Copy out the material from the line containing "Tag the clear" through the line containing "[(130, 354), (73, 234)]", changing "pin" to "marker" wherever it occurs there and leaving everything else untouched.

Pointing records:
####################

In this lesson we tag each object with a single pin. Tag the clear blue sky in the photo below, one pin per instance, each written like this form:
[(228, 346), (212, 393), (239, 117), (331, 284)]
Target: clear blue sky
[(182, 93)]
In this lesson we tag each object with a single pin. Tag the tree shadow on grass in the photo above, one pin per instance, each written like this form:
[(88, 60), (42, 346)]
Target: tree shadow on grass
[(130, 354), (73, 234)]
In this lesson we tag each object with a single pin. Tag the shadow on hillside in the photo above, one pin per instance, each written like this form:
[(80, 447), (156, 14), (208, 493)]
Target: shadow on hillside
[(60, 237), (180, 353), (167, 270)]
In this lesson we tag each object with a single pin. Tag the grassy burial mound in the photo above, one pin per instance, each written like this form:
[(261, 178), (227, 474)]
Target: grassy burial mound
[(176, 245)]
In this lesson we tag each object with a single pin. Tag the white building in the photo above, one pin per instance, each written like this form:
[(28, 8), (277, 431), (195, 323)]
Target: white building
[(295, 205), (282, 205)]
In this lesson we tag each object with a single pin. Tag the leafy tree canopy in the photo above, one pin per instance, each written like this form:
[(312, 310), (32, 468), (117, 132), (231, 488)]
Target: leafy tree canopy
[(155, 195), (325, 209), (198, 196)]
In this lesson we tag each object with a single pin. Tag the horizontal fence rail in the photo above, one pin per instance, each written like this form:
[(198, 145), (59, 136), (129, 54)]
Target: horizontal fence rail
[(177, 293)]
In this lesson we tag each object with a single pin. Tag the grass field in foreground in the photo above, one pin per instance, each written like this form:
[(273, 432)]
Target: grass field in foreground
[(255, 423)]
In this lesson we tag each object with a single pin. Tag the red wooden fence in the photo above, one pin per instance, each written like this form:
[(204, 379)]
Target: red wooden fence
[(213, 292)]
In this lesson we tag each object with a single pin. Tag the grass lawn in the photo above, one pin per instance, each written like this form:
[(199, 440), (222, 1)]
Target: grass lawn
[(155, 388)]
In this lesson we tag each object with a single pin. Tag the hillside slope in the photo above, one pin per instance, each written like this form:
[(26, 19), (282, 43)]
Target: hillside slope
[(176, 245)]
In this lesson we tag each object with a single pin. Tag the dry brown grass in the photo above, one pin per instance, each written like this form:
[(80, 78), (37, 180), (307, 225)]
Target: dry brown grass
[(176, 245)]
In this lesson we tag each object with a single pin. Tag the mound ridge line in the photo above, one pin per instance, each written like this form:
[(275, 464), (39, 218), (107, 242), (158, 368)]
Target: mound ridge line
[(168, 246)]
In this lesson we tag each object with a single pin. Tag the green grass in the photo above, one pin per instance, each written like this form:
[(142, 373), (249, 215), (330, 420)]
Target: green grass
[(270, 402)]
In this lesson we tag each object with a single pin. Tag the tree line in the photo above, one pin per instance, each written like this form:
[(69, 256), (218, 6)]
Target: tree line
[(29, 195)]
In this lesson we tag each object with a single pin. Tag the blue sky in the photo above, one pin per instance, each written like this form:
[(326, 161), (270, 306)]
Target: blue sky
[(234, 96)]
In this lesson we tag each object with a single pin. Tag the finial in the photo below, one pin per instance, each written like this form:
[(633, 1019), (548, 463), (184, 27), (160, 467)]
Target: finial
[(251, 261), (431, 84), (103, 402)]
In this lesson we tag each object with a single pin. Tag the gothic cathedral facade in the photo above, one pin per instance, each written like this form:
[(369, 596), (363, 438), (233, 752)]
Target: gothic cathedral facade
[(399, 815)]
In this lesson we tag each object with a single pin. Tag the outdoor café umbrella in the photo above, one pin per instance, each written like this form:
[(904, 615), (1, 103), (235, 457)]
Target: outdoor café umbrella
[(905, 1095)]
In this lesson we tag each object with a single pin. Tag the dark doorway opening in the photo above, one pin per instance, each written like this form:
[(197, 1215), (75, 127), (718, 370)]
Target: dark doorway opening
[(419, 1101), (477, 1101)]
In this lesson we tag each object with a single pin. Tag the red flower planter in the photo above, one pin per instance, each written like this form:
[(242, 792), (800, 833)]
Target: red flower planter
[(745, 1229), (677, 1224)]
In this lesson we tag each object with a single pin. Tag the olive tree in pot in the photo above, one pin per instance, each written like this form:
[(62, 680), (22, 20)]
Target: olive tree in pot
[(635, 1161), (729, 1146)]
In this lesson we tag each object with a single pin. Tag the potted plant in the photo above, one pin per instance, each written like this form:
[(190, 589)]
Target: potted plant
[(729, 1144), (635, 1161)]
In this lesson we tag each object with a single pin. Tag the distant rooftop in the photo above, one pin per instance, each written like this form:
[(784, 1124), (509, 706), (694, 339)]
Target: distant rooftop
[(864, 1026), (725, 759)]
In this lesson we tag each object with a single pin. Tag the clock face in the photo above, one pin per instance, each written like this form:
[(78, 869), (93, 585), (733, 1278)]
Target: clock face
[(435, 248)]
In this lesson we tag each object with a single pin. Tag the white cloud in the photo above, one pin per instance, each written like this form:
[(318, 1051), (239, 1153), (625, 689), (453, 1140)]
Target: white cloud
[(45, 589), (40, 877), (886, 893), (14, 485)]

####################

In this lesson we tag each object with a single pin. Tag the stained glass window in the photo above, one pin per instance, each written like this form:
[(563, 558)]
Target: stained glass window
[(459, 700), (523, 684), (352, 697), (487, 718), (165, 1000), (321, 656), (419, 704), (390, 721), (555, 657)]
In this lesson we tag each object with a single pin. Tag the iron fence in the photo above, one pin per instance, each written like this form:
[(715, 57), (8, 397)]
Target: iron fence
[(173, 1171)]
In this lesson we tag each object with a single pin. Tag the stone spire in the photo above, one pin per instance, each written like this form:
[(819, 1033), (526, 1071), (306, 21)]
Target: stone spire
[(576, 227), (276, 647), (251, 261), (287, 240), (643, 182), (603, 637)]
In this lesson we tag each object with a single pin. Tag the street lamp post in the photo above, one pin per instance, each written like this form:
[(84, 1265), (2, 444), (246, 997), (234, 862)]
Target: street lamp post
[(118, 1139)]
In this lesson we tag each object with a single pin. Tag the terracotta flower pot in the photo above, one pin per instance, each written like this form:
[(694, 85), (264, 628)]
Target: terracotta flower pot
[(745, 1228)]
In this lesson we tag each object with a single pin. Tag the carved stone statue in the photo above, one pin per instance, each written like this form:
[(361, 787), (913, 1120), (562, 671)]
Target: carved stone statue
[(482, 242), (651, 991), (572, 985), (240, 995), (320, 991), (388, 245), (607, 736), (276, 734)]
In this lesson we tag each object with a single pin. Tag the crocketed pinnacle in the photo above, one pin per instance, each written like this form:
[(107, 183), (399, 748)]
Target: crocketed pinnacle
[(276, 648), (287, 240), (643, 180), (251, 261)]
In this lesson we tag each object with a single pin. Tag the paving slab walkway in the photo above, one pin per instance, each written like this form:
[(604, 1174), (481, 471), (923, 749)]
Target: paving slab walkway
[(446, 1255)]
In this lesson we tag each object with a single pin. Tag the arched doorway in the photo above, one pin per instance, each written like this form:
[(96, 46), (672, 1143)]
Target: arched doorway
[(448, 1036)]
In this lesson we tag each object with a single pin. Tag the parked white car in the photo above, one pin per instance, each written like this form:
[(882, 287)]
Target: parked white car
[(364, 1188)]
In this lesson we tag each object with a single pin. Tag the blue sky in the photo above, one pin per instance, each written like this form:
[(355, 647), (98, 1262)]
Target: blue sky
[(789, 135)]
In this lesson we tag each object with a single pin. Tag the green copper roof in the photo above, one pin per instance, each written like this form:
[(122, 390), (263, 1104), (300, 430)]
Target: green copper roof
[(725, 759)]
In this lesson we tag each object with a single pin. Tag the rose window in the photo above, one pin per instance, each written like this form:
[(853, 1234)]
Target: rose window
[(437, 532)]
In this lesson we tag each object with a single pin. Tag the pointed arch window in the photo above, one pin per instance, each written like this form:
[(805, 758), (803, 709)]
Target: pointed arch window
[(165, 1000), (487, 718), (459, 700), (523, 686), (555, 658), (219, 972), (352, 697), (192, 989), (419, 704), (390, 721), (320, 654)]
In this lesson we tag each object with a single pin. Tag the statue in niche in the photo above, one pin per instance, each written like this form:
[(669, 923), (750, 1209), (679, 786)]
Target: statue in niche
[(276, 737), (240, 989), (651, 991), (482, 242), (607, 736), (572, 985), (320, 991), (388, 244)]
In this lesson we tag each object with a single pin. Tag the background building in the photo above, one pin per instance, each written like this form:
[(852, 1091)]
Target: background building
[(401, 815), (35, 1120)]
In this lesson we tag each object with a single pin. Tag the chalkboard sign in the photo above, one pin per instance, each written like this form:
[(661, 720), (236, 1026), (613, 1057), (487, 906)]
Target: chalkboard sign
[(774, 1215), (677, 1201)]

####################

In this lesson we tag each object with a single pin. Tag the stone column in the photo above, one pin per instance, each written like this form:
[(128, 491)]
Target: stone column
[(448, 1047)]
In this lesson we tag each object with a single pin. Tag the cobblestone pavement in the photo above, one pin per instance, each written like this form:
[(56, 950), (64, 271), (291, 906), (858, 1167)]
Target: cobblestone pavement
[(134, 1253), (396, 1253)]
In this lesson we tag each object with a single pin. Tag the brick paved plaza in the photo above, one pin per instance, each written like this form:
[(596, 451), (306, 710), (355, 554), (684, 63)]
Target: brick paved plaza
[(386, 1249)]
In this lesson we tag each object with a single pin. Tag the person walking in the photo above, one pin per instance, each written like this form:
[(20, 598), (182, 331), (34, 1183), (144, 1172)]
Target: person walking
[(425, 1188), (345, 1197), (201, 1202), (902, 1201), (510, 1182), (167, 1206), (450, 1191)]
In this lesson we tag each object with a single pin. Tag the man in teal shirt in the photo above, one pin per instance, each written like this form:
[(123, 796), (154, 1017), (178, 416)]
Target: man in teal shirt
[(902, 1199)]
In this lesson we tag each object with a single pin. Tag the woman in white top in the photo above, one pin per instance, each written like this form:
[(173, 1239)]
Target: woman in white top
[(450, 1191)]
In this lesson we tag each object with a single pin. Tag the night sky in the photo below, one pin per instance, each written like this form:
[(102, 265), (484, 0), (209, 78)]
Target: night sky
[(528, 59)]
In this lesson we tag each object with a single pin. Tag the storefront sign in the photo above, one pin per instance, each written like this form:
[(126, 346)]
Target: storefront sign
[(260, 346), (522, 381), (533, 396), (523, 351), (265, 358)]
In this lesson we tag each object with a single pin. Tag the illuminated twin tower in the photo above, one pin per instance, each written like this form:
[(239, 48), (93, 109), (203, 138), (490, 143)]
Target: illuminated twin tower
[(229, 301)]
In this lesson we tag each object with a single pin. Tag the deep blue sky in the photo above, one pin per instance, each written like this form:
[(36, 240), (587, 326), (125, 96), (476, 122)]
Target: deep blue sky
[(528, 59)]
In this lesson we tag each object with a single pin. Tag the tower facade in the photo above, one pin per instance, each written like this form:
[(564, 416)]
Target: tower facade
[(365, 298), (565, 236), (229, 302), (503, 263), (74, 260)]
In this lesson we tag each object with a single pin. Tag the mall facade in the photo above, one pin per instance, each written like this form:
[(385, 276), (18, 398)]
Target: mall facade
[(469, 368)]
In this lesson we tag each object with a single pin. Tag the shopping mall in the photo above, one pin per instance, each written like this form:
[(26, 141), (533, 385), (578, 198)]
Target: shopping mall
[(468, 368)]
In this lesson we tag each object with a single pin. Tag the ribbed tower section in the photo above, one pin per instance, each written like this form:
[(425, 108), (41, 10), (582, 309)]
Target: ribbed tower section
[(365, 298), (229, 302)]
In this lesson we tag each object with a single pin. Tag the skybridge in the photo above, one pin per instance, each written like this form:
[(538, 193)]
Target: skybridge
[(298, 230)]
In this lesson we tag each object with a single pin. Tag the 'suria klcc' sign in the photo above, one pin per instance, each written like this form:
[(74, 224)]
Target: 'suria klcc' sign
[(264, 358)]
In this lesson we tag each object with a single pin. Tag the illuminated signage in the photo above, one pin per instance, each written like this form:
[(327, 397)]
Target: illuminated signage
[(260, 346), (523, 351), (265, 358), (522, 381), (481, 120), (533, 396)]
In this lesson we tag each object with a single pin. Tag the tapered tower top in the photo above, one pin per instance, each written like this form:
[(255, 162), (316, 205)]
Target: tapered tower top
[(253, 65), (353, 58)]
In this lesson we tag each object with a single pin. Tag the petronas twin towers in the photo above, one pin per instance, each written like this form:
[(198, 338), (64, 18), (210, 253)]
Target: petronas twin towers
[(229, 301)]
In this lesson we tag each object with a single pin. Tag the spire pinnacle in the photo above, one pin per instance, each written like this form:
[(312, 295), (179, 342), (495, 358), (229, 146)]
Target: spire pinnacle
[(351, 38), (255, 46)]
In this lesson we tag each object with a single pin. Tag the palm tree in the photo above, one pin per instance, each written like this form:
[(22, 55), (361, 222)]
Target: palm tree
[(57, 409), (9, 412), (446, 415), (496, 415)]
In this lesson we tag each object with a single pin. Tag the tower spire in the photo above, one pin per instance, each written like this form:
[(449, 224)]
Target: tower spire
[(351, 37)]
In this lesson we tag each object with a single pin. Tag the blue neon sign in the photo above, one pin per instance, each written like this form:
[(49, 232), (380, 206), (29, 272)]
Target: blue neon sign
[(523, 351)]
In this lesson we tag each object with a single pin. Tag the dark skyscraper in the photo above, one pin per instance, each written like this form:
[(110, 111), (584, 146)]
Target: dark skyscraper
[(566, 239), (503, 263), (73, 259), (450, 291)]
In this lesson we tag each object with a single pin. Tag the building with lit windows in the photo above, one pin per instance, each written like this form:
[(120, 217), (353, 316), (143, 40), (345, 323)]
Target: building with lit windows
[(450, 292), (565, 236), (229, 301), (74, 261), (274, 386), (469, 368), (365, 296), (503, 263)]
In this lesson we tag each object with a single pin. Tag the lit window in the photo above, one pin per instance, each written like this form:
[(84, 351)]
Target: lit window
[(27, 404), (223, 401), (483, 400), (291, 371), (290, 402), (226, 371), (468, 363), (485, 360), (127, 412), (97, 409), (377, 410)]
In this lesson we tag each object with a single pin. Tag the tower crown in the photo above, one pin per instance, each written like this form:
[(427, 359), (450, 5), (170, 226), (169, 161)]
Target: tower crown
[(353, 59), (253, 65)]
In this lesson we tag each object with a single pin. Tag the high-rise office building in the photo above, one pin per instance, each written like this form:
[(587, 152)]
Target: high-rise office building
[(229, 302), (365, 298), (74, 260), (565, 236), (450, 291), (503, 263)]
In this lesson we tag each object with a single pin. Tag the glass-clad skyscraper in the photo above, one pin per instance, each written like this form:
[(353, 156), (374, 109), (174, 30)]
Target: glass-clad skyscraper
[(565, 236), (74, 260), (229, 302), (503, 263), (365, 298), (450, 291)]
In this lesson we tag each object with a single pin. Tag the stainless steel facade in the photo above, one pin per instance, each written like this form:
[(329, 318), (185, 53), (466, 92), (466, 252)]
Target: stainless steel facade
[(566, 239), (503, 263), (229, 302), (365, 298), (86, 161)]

####################

# Response to the task
In this lesson we tag each object with a single marker. Tag the clear blue sky in the photo below, one marker per instance, each written like this form:
[(228, 346), (212, 393), (239, 117), (331, 284)]
Target: clear blue sky
[(182, 93)]
In this lesson we tag each object with a single marker. Tag the tree shadow on grass in the photo above, one marker per instance, each written like this form:
[(88, 60), (42, 346)]
Target: tree shadow on grass
[(130, 354), (73, 234)]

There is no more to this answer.